State how many lines in the entries below contain the word "positive", giving only the number.

START Records for the task

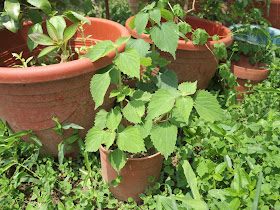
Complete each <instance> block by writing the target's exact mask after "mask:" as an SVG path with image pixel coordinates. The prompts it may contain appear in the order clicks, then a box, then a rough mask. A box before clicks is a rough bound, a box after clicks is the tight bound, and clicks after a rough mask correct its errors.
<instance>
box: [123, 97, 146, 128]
mask: <svg viewBox="0 0 280 210" xmlns="http://www.w3.org/2000/svg"><path fill="white" fill-rule="evenodd" d="M122 112H123V115H124V117H125V118H126V119H127V120H128V121H130V122H132V123H141V122H142V120H141V118H142V117H143V115H144V114H145V103H144V102H143V101H130V102H129V103H128V104H127V105H126V106H125V107H124V109H123V111H122Z"/></svg>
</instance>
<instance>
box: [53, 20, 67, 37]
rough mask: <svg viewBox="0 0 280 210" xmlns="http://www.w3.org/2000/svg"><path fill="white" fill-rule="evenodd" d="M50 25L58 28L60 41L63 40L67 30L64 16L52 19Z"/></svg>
mask: <svg viewBox="0 0 280 210" xmlns="http://www.w3.org/2000/svg"><path fill="white" fill-rule="evenodd" d="M50 23H51V24H52V25H53V26H54V27H55V28H56V31H57V34H58V39H59V40H60V41H62V40H63V33H64V30H65V28H66V21H65V20H64V18H63V17H62V16H54V17H51V18H50Z"/></svg>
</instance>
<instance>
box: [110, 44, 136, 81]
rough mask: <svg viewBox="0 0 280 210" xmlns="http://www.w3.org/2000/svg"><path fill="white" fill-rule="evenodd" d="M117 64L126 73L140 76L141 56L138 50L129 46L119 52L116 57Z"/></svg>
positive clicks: (131, 74) (135, 76)
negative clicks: (137, 51)
mask: <svg viewBox="0 0 280 210" xmlns="http://www.w3.org/2000/svg"><path fill="white" fill-rule="evenodd" d="M115 64H116V65H117V67H118V68H119V70H120V71H121V72H123V73H124V74H127V75H128V76H131V77H137V78H140V56H139V53H138V52H137V50H135V49H133V48H128V49H126V50H125V51H124V52H122V53H120V54H118V55H117V56H116V59H115Z"/></svg>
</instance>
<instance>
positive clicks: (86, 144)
mask: <svg viewBox="0 0 280 210" xmlns="http://www.w3.org/2000/svg"><path fill="white" fill-rule="evenodd" d="M104 136H105V131H104V130H102V129H100V128H98V127H95V126H94V127H92V128H91V129H90V130H89V131H88V132H87V135H86V138H85V146H86V151H88V152H96V151H97V150H98V149H99V147H100V145H101V144H102V143H103V142H104Z"/></svg>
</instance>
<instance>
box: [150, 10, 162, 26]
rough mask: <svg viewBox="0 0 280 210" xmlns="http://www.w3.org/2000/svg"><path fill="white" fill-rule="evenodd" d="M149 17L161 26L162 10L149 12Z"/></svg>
mask: <svg viewBox="0 0 280 210" xmlns="http://www.w3.org/2000/svg"><path fill="white" fill-rule="evenodd" d="M149 15H150V17H151V19H152V20H153V21H155V22H156V23H157V24H160V21H161V12H160V9H158V8H156V9H153V10H152V11H150V12H149Z"/></svg>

END Records for the task

> **Task solution**
2